Reproduce verbatim every line from the one that includes "the man's bent" to the closing line of the entries; omit everything before it.

+++++

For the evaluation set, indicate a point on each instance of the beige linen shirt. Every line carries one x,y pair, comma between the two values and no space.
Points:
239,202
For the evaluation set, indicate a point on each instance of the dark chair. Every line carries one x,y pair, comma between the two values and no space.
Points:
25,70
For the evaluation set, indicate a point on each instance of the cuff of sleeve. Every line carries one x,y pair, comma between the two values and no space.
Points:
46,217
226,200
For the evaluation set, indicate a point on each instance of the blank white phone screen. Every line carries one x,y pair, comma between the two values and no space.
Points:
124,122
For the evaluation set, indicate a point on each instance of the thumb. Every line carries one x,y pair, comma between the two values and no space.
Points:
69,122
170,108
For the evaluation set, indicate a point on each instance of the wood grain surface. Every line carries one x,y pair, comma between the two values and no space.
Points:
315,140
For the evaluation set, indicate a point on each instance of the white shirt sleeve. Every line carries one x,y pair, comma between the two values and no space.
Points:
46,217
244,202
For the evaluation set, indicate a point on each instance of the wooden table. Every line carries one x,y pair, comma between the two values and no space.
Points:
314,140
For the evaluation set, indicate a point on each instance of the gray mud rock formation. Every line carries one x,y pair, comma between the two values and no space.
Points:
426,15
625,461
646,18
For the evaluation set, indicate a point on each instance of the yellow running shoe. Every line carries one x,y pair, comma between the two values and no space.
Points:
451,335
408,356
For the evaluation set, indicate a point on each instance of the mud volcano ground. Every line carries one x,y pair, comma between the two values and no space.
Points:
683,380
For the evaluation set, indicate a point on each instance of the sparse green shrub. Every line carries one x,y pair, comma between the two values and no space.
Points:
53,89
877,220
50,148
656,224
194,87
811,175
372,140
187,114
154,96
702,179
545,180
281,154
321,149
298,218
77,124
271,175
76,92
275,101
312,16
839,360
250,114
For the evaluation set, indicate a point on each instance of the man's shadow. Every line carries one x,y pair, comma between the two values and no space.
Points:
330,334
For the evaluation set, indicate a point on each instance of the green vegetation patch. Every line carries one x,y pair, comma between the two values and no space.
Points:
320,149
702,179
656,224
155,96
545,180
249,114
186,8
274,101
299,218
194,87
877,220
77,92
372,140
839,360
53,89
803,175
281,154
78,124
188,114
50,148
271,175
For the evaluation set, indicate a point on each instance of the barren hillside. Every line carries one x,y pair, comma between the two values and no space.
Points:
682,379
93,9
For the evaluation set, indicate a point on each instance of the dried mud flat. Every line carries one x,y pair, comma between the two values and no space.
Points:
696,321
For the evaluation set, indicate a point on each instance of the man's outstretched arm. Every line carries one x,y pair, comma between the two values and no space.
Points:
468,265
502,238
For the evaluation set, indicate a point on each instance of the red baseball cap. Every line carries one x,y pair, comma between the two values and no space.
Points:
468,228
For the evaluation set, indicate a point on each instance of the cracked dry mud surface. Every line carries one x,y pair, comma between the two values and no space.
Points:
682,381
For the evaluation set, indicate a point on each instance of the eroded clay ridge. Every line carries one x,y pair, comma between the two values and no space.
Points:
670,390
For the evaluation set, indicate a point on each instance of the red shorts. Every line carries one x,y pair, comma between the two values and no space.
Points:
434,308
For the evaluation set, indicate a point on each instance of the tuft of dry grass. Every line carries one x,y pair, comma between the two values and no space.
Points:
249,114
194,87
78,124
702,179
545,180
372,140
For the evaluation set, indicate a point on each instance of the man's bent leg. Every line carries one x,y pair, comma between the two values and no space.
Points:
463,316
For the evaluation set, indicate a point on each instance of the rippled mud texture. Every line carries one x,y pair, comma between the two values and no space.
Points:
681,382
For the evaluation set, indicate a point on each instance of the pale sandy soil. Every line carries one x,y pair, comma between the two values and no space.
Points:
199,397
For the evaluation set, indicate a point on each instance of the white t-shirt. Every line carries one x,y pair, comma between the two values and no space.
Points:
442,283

+++++

__The output__:
For the evaluation set, indicate a point on each instance of the man's bent leg. Every line carries one x,y pair, comma between the two values and no space.
Points:
463,316
For the evaluation set, indicate a point on each instance of the rippled mud texture. Every line carries one x,y pair, comma between the two values and no space.
Points:
681,382
For the evaluation set, indicate a point on each instance of the pale sandy soil. Every line carries one x,y pair, comma between the two values and no space.
Points:
199,397
For the evaluation set, indicate a point on each instance of the white t-shirt. Every line carries one x,y pair, comma between the two values and no space.
Points:
442,283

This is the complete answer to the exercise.